>>

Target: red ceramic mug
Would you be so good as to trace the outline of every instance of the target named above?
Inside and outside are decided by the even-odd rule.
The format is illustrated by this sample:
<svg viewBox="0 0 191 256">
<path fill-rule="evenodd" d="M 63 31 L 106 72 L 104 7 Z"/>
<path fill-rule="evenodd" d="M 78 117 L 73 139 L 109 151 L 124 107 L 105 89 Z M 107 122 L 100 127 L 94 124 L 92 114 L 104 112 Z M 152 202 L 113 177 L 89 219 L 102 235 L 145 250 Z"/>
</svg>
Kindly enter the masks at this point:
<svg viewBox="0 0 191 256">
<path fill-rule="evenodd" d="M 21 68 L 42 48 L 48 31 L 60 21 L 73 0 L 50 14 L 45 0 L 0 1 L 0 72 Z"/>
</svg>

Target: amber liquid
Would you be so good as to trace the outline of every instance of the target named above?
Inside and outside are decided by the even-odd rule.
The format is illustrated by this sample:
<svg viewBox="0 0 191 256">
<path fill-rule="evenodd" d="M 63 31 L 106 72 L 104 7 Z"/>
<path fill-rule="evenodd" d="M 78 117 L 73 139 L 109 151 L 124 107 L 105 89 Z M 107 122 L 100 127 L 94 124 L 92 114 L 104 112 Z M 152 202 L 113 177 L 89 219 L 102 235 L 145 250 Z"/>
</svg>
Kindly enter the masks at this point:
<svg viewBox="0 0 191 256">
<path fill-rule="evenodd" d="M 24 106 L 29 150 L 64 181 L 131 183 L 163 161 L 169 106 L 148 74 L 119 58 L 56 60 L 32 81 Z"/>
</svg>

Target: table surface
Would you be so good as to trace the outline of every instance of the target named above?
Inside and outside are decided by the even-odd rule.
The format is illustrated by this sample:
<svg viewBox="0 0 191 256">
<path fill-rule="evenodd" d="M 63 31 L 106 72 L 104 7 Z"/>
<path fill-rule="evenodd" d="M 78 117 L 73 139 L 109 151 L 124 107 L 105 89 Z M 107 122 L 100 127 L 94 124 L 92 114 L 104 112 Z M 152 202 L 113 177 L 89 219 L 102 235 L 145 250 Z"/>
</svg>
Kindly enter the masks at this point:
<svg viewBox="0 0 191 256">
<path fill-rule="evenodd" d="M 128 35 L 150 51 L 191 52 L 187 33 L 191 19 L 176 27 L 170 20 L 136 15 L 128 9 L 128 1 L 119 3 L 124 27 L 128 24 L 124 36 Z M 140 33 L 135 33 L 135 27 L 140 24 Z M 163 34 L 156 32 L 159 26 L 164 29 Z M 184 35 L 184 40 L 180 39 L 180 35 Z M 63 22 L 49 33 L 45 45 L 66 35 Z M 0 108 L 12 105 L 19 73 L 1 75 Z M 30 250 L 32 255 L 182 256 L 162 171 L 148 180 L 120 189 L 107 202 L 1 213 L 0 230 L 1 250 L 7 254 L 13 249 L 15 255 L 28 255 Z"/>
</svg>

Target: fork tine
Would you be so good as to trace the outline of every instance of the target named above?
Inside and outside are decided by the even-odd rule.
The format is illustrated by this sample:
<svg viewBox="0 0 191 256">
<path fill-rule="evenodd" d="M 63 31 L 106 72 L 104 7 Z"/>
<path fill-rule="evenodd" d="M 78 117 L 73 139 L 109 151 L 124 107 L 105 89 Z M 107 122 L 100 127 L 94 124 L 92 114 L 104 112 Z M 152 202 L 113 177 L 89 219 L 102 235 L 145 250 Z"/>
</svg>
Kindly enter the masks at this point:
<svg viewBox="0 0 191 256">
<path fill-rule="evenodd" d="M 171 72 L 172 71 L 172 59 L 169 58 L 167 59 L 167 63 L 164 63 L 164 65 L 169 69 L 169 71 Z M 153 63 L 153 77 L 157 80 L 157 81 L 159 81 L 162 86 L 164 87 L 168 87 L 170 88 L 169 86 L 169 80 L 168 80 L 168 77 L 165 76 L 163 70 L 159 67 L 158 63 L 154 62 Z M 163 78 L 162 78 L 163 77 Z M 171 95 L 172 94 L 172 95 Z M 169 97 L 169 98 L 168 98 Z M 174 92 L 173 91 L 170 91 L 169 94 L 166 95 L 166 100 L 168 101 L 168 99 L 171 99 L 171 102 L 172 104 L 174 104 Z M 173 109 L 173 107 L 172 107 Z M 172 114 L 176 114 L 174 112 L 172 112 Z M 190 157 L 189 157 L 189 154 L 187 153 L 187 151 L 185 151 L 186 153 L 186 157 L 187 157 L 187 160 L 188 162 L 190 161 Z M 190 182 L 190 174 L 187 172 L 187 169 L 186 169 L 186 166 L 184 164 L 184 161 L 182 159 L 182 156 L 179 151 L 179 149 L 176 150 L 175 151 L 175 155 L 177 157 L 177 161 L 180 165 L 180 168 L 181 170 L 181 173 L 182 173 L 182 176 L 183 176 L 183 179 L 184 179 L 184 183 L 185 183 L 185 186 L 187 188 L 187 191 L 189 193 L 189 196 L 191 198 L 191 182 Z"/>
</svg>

<<

● Exercise prompt
Write out again the lines from the one containing "Target: fork tine" through the last line, both ends included, leaving the requests and their format samples unchanged. In the answers, multiply every number (the viewBox values and the outline coordinates) by 2.55 and round each result to a whole number, rounding halves up.

● Solution to this task
Target: fork tine
Would you be so good as to trace the outline of every instance of the target named above?
Inside and outside are decided by the even-odd rule.
The format is illustrated by this sample:
<svg viewBox="0 0 191 256">
<path fill-rule="evenodd" d="M 63 31 L 106 72 L 104 7 Z"/>
<path fill-rule="evenodd" d="M 78 117 L 73 139 L 109 151 L 124 107 L 105 89 Z M 107 122 L 100 127 L 94 124 L 92 114 L 104 112 Z M 152 202 L 113 177 L 89 219 L 102 235 L 145 250 Z"/>
</svg>
Kindly enter the masks at this point:
<svg viewBox="0 0 487 653">
<path fill-rule="evenodd" d="M 436 184 L 439 181 L 439 150 L 431 148 L 426 150 L 426 161 L 418 161 L 418 166 L 431 176 L 431 181 Z M 390 161 L 390 196 L 400 204 L 400 207 L 405 207 L 413 219 L 418 222 L 428 222 L 434 224 L 431 219 L 431 204 L 428 204 L 428 196 L 421 194 L 416 179 L 405 171 L 403 161 L 393 158 Z M 416 199 L 413 199 L 416 196 Z M 436 242 L 439 240 L 439 242 Z M 431 247 L 431 250 L 428 250 Z M 444 235 L 441 232 L 434 232 L 431 240 L 423 242 L 423 255 L 428 258 L 428 252 L 436 252 L 436 260 L 439 265 L 444 265 Z M 441 278 L 441 273 L 439 273 Z M 439 291 L 449 291 L 444 286 L 439 286 Z M 485 400 L 482 400 L 482 393 L 477 390 L 477 385 L 472 385 L 474 390 L 474 400 L 477 400 L 477 408 L 479 413 L 485 411 Z M 485 464 L 485 444 L 477 439 L 477 431 L 474 431 L 474 423 L 469 418 L 469 411 L 464 405 L 464 398 L 456 385 L 456 380 L 449 383 L 446 385 L 446 395 L 451 400 L 451 411 L 459 421 L 459 428 L 462 434 L 462 441 L 464 441 L 464 449 L 467 449 L 467 456 L 469 456 L 469 467 L 472 467 L 472 474 L 477 479 L 477 487 L 482 492 L 482 500 L 487 505 L 487 464 Z"/>
</svg>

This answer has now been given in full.